Vor 20 Jahren wurde ver.di gegründet

„Es gab auch Unmut“

2001 schlossen sich die Gewerkschaft Öffentliche Dienste, Transport und Verkehr (ÖTV), die Deutsche Angestellten-Gewerkschaft (DAG), die Deutsche Postgewerkschaft (DPG), die Gewerkschaft Handel, Banken und Versicherungen (HBV) und die Industriegewerkschaft Medien – Druck und Papier, Publizistik und Kunst (IG Medien) zur Vereinten Dienstleistungsgewerkschaft (ver.di) zusammen.

Wir haben Renate Koppe, Personalrätin an der Universität Bonn, nach den Veränderungen beim Übergang von der ÖTV zu ver. di gefragt. Sie ist Mitglied im Fachbereich 05 (Bildung, Wissenschaft und Forschung) und im ver.di-Bezirksfachbereichsvorstand NRW-Süd.

UZ: Du hast den Übergang von der ÖTV zu ver.di vor 20 Jahren miterlebt. Was hat sich dadurch verändert? Wie hat es sich ausgewirkt, dass sich deine ÖTV mit vier weiteren Gewerkschaften zu ver.di zusammengeschlossen hat – einer Organisation mit 13 Fachbereichen?

Renate Koppe: Es gibt zwei Ebenen dieses Übergangs. Erstens war die Diskussion um die Gründung von ver.di wenig basisbezogen. Es gab auch Unmut bei uns, weil die Befürchtung war, dass es in einer so großen Organisation mit 13 Fachbereichen schwierig werden würde, klare Positionen zu entwickeln. Die zweite Ebene war, dass eine solche Gewerkschaft, die so viele und große Bereiche umfasst, nicht in der Lage sein würde, sich auf einzelne Branchen zu beziehen. Das hat sich meines Erachtens so nicht bewahrheitet.

Schriftliche Aufgabe 1
Ermittle, in wie vielen Zeilen der Einträge die Zeichenfolge „truck“ vorkommt. Gib nur die Zahl an.
Der Text und die Einträge stammen aus unterschiedlichen Quellen.

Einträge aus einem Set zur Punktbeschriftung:
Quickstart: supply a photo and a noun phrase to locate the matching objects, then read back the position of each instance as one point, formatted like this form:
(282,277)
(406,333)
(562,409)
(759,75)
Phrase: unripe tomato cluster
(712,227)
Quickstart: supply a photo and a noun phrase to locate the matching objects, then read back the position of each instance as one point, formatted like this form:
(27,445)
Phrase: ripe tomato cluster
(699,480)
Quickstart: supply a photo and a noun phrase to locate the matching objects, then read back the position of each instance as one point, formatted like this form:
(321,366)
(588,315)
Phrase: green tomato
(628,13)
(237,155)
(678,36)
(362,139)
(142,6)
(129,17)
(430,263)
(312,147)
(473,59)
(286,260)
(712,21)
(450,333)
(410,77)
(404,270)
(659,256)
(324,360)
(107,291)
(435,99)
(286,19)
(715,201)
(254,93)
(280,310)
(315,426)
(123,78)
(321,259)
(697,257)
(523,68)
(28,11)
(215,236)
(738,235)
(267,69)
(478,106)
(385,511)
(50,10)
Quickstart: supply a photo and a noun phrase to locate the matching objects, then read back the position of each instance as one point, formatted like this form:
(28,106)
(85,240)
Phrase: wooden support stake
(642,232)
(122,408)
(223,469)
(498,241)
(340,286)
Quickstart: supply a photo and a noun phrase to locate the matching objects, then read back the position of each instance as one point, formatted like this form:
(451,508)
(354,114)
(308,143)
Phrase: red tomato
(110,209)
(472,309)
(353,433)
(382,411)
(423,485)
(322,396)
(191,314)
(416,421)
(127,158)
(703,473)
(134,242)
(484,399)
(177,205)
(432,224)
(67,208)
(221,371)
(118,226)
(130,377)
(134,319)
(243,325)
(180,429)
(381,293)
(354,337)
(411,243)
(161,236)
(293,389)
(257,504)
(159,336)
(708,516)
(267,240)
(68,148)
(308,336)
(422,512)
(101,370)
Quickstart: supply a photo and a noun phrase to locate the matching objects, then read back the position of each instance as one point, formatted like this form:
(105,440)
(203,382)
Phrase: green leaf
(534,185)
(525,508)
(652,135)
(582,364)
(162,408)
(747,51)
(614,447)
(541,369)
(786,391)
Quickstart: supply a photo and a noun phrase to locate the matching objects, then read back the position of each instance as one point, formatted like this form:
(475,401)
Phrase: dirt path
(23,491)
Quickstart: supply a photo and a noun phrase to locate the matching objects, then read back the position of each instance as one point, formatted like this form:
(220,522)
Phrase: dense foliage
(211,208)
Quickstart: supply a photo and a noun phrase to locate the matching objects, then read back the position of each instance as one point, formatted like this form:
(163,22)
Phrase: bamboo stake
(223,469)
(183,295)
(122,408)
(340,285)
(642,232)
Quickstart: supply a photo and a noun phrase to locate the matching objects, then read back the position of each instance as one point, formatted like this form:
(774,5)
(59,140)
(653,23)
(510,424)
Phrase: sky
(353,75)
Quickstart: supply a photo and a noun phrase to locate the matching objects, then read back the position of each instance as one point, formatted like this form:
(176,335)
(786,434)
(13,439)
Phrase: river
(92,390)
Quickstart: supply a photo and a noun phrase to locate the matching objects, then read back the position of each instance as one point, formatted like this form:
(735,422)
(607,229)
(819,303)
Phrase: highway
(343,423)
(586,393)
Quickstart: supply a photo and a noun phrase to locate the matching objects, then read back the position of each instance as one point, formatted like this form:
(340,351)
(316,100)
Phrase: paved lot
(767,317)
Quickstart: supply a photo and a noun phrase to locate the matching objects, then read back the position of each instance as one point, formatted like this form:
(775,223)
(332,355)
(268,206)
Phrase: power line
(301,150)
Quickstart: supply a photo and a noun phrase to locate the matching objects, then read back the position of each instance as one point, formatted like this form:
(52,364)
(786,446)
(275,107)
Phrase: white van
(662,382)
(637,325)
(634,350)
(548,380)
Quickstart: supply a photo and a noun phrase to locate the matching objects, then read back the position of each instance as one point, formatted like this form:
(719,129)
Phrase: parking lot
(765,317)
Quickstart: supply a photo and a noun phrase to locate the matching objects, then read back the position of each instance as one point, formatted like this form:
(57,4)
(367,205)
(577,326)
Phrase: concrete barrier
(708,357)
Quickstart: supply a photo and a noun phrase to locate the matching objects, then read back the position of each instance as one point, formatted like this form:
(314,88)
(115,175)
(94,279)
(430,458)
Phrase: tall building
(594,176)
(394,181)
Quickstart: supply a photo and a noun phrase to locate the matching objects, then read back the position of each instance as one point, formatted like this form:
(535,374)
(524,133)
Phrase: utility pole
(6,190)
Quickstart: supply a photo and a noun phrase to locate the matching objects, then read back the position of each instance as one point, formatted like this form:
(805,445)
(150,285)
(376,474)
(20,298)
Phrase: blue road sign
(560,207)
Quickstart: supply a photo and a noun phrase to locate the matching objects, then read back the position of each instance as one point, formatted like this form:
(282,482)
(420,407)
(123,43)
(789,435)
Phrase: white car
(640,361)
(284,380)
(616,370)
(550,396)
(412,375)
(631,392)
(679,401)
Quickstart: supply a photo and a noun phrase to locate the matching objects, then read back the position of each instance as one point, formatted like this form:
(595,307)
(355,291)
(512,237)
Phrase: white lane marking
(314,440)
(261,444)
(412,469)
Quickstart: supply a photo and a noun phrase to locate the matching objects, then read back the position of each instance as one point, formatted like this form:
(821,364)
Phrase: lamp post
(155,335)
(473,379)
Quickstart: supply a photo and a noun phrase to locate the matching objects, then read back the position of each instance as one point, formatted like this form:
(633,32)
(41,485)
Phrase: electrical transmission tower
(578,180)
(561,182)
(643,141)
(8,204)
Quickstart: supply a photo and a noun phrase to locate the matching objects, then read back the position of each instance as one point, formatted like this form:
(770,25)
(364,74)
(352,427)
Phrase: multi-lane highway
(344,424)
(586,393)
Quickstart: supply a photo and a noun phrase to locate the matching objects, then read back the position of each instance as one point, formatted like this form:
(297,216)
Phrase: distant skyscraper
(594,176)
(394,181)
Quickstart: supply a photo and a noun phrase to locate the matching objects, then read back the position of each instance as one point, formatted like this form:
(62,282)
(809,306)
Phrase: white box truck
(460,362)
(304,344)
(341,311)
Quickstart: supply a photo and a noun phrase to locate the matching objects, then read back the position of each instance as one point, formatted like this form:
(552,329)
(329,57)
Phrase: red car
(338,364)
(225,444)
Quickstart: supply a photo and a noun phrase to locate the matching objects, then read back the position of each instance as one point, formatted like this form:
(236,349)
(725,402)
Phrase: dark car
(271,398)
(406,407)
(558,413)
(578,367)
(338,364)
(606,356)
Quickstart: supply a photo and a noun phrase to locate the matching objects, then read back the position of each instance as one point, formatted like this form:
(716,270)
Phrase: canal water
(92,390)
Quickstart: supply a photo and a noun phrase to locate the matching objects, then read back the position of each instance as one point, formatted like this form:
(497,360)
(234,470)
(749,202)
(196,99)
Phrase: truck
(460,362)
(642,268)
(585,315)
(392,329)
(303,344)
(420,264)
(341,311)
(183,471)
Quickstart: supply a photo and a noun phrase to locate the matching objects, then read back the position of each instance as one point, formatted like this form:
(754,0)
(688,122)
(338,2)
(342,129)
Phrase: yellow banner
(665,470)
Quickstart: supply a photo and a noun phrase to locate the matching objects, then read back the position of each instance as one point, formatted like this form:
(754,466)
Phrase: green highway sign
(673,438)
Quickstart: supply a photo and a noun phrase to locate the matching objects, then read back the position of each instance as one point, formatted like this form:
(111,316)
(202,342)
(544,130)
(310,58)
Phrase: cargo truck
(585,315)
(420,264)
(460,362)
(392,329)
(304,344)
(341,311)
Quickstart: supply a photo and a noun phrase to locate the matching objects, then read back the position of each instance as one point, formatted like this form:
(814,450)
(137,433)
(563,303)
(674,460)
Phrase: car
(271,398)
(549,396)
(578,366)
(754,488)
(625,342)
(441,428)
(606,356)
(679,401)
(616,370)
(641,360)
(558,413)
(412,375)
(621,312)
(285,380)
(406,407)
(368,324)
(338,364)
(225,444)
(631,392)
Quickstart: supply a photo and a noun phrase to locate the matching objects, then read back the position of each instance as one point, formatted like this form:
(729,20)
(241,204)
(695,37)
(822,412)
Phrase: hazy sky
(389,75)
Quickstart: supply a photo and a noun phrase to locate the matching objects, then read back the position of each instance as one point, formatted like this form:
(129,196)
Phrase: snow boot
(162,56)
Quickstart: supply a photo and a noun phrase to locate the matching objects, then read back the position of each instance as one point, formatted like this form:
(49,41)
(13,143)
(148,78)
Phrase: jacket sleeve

Schriftliche Aufgabe 2
An welcher Einrichtung ist Renate Koppe laut dem Text über die Gründung von ver.di Personalrätin?

Richtige Antwort 1
3

Richtige Antwort 2
An der Universität Bonn.